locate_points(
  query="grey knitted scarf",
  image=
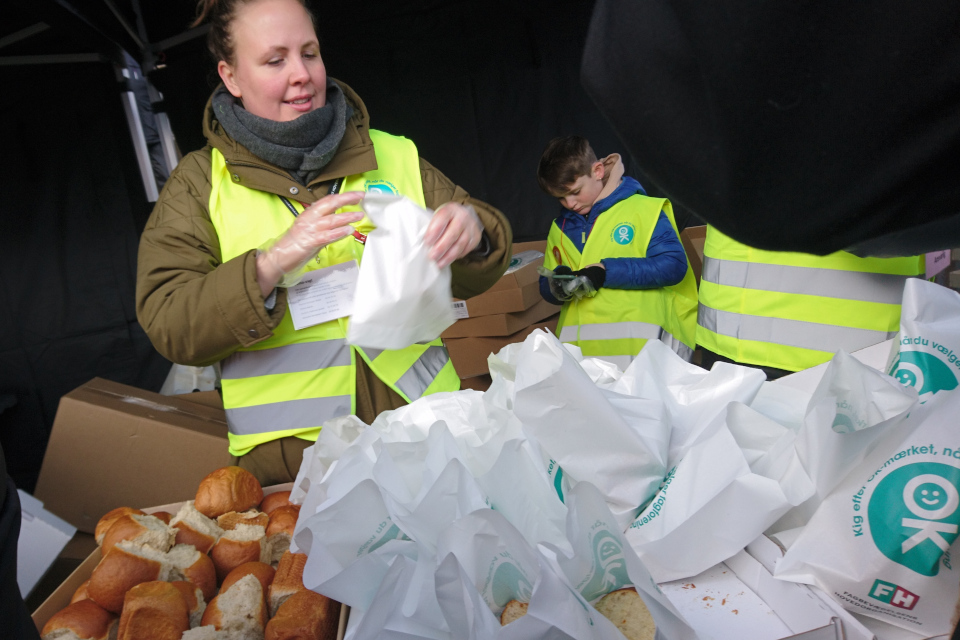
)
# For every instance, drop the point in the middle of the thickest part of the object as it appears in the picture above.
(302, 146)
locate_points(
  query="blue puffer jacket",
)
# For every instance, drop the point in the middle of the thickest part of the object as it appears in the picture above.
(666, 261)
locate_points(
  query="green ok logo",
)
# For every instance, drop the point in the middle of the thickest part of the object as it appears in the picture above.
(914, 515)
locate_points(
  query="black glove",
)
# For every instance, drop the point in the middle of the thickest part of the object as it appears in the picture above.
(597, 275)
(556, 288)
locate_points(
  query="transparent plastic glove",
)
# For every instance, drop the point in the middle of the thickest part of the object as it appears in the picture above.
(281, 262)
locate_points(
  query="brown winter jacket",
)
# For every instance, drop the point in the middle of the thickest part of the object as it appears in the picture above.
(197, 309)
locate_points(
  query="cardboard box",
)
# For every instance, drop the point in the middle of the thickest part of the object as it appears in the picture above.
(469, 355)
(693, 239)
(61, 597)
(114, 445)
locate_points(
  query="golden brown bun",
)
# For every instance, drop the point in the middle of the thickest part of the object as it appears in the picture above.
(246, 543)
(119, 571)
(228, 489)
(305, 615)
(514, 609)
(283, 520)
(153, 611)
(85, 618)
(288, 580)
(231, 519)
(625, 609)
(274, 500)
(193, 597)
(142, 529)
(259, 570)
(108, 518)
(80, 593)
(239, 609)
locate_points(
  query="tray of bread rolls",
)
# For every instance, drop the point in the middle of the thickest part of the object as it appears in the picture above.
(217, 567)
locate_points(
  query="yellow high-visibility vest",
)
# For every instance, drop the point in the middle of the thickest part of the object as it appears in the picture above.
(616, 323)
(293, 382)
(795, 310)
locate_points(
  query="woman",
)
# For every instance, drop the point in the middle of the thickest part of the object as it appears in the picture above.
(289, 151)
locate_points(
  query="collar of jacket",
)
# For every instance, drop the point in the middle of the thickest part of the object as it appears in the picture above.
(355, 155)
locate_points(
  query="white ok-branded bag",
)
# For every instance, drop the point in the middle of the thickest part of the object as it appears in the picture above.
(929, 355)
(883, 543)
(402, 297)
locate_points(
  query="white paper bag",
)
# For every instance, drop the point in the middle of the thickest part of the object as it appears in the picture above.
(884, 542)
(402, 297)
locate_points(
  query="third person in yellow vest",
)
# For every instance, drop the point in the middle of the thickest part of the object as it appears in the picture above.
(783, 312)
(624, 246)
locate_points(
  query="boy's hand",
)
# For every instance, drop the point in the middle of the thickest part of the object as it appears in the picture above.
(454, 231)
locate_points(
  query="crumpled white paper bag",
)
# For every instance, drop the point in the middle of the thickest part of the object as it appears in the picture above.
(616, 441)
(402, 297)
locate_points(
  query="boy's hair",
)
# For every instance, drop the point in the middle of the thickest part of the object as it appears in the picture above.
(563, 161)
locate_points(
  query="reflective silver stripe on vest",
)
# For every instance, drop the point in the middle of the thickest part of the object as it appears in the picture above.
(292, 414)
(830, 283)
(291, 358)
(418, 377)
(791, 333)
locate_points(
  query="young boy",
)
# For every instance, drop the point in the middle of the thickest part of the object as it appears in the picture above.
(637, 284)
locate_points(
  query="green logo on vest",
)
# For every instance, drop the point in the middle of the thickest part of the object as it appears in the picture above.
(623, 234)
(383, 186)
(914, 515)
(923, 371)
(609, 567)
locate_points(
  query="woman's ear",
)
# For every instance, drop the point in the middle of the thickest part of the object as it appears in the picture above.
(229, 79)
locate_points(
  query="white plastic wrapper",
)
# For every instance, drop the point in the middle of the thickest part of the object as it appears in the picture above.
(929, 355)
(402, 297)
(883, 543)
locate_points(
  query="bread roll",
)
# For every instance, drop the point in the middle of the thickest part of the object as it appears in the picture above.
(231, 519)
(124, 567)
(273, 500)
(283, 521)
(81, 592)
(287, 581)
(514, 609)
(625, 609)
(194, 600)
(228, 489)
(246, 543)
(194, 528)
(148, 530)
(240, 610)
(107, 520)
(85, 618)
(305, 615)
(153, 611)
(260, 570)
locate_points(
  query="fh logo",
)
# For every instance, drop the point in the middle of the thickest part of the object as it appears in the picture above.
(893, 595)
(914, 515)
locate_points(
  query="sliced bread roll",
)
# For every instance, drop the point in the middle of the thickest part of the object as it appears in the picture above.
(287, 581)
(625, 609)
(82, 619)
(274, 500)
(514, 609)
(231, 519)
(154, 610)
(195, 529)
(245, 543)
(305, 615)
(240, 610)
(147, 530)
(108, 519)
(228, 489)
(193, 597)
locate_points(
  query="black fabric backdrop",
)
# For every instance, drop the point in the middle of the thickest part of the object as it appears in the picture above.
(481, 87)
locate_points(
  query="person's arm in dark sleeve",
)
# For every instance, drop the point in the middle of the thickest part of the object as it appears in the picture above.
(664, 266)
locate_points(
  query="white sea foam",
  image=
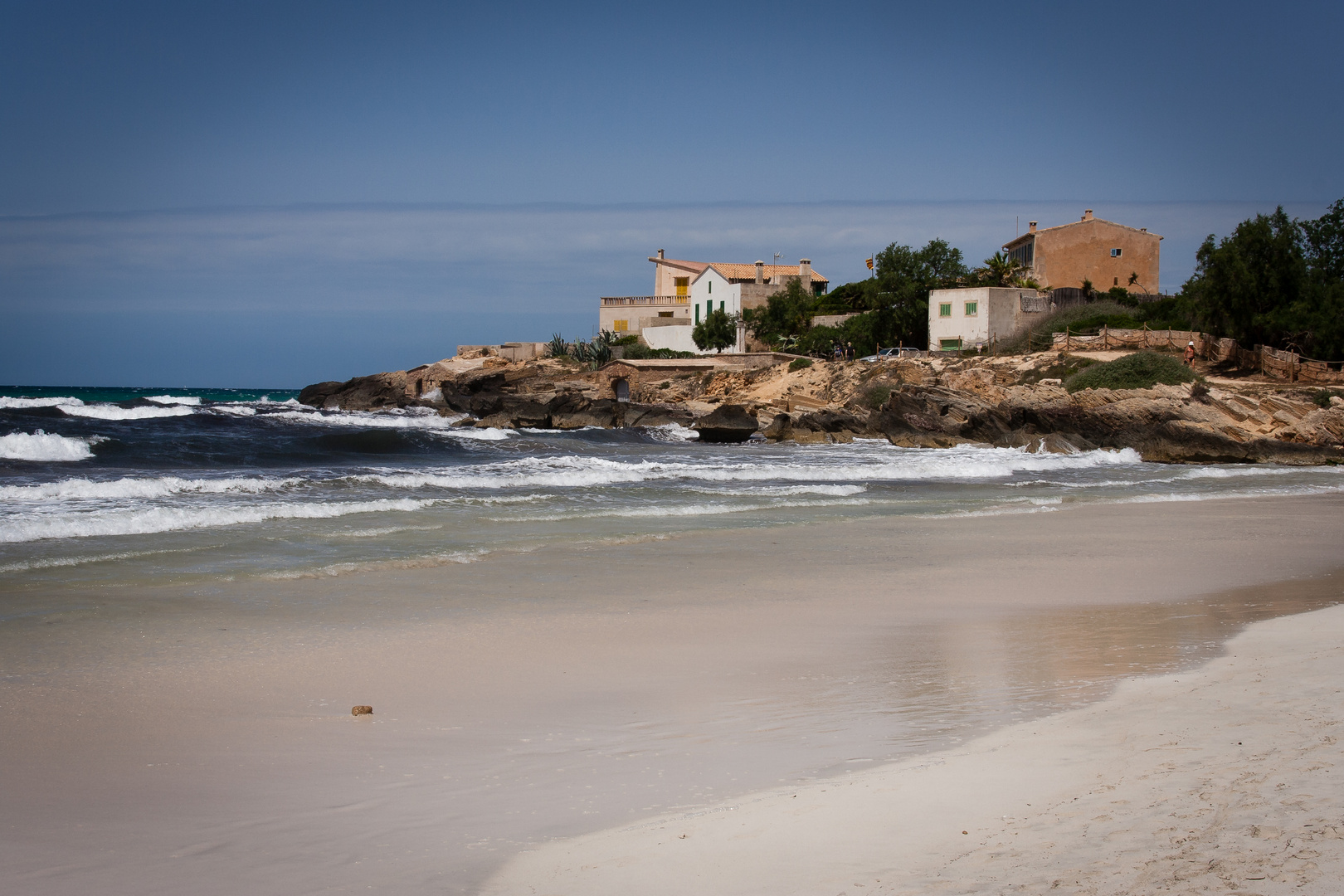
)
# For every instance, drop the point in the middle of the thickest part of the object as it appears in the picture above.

### Do this
Except for the pictures, copy every line of the records above exactly.

### Worked solution
locate_points(
  query="grey knitted scarf",
  image=
)
# For every instance, drop the point in the middle of the thickest part of the object as it appears in the picture above.
(302, 146)
locate_points(
  query="blue puffer jacket",
)
# For every instance, drop the point in the middle of the thickest part of the object as it appears in the picture above.
(666, 261)
locate_points(
  query="green ok logo",
)
# For every instance, drop the point in the middle of the thickest part of the object as it appears in the picture above.
(914, 515)
locate_points(
  query="black glove",
)
# For every instance, drop the point in the middle of the thickest part of the object as it appears in the picture above.
(597, 275)
(556, 288)
locate_points(
  query="transparent plastic glove",
)
# For every instance, drop the point in the middle of the thickest part of the object as it appears in the picture above.
(281, 262)
locate_points(
  query="brown winter jacket",
)
# For every instance, drop the point in the middle of the thickest part of the object as it appears in the picture above.
(197, 309)
locate_points(
  query="cardboard box",
)
# For every instance, drop the point in the middle of the thickest part of the object as it appears in the picture above.
(469, 355)
(693, 239)
(61, 597)
(114, 445)
locate_points(
  query="golden brown bun",
)
# For every instance, drop the point in the middle of the thickest part of the object as it appears in the picture above.
(246, 543)
(119, 571)
(228, 489)
(305, 615)
(514, 609)
(283, 520)
(153, 611)
(85, 618)
(288, 580)
(231, 519)
(625, 609)
(274, 500)
(193, 597)
(142, 529)
(259, 570)
(108, 518)
(80, 593)
(239, 609)
locate_points(
  query="tray of bread rolls",
)
# For every instance, drop the point in the middle of the thickest part of the object as it appears in the picture above.
(217, 567)
locate_points(
  query="yellow high-visibility vest",
)
# For every instance, drop the point in the middle of the thickest part of the object as it appears in the picture above.
(616, 323)
(293, 382)
(795, 310)
locate_points(
  query="woman",
)
# For every instance, drop the point in the middle of the thickest part of the object as it appears in the picture above.
(289, 151)
locate_points(
  query="collar of jacket",
)
# For every instance, drop the point in the middle of the thickest part of the object as it appears in the picture above.
(355, 155)
locate_points(
  query="white ok-branded bag",
)
# For every instance, drop the point in the middle of the thickest part of the object as it appears in the picture above.
(929, 355)
(883, 543)
(402, 297)
locate_points(
  query="white paper bag",
)
# For every instance, drop the point in the middle of the thickest part of the object as it appears in the picture above.
(884, 542)
(402, 297)
locate_points(
  query="third person in yellow vest",
)
# For every instance, drop the point in the middle of the thickest part of the object as it appears in the picture above.
(783, 312)
(624, 246)
locate_points(
  query="boy's hand",
)
# For every instance, drop the point in the middle of the thickest part of the object as it appears in the picture above.
(454, 231)
locate_points(
  query="crumpled white paper bag",
)
# For every instance, drop the point in the middle of the thickest part of the object as it appears in the picture above.
(616, 441)
(402, 297)
locate_points(
  query="boy's hair",
)
# For every instance, drop the point in the middle of the thickest part of the object as it appears in the picture above.
(563, 161)
locate_points(
  query="reflective silver stripe on vest",
)
# For every instance, drop the point in the middle of the thickest part of the object as it appears in the picture above.
(292, 414)
(830, 283)
(291, 358)
(418, 377)
(791, 333)
locate_points(
  query="young boy",
)
# For every instance, drop the point in the middle of the thickest part of the object as it appears in the picture above.
(637, 284)
locate_points(
  query="green logo on vest",
)
# For every instance, drop the point in the middle of the thickest part of the object as it appears in the picture above.
(623, 234)
(383, 186)
(914, 515)
(923, 371)
(609, 567)
locate_points(
  query="woman's ear",
)
# For every instance, drop the point in the middle of the thickest part of the object as it appears in the picture above.
(229, 79)
locate_points(
  query="white plastic wrapper",
)
# For every instance, drop the point in the middle of the thickest part of the object as it appears in the picture above.
(929, 355)
(402, 297)
(883, 543)
locate_points(
  query="bread roll",
)
# For every instance, drop the point in the middle of the thickest part of the object as it appears in the picture above.
(231, 519)
(124, 567)
(273, 500)
(283, 521)
(81, 592)
(287, 581)
(514, 609)
(625, 609)
(194, 600)
(228, 489)
(246, 543)
(194, 528)
(148, 530)
(240, 610)
(107, 520)
(85, 618)
(305, 615)
(153, 611)
(260, 570)
locate_points(
  query="fh logo",
)
# For every instance, drop the point in the middle of the thickest part of the object as it appears in the picture above.
(893, 595)
(914, 515)
locate_points(
  query="sliced bread roll",
)
# For every instance, drop the point in the middle of the thickest part of the object as it appears in the picture above.
(287, 581)
(625, 609)
(82, 619)
(274, 500)
(514, 609)
(231, 519)
(154, 610)
(195, 529)
(245, 543)
(305, 615)
(240, 610)
(147, 530)
(108, 519)
(228, 489)
(193, 597)
locate_points(
  query="black fabric backdrop",
)
# For every instance, drop the point in the middle of the thickest part of the object as it appears in the picture above.
(481, 87)
locate_points(
  query="person's arm in dark sleeve",
)
# For every instance, drop the point in the middle of the thickest part of the object as it appears in the picture above.
(664, 266)
locate_points(
  query="white sea foam",
  image=
)
# For every instance, drop the point in the middle of the thickest part of the object as it appears in the picture above.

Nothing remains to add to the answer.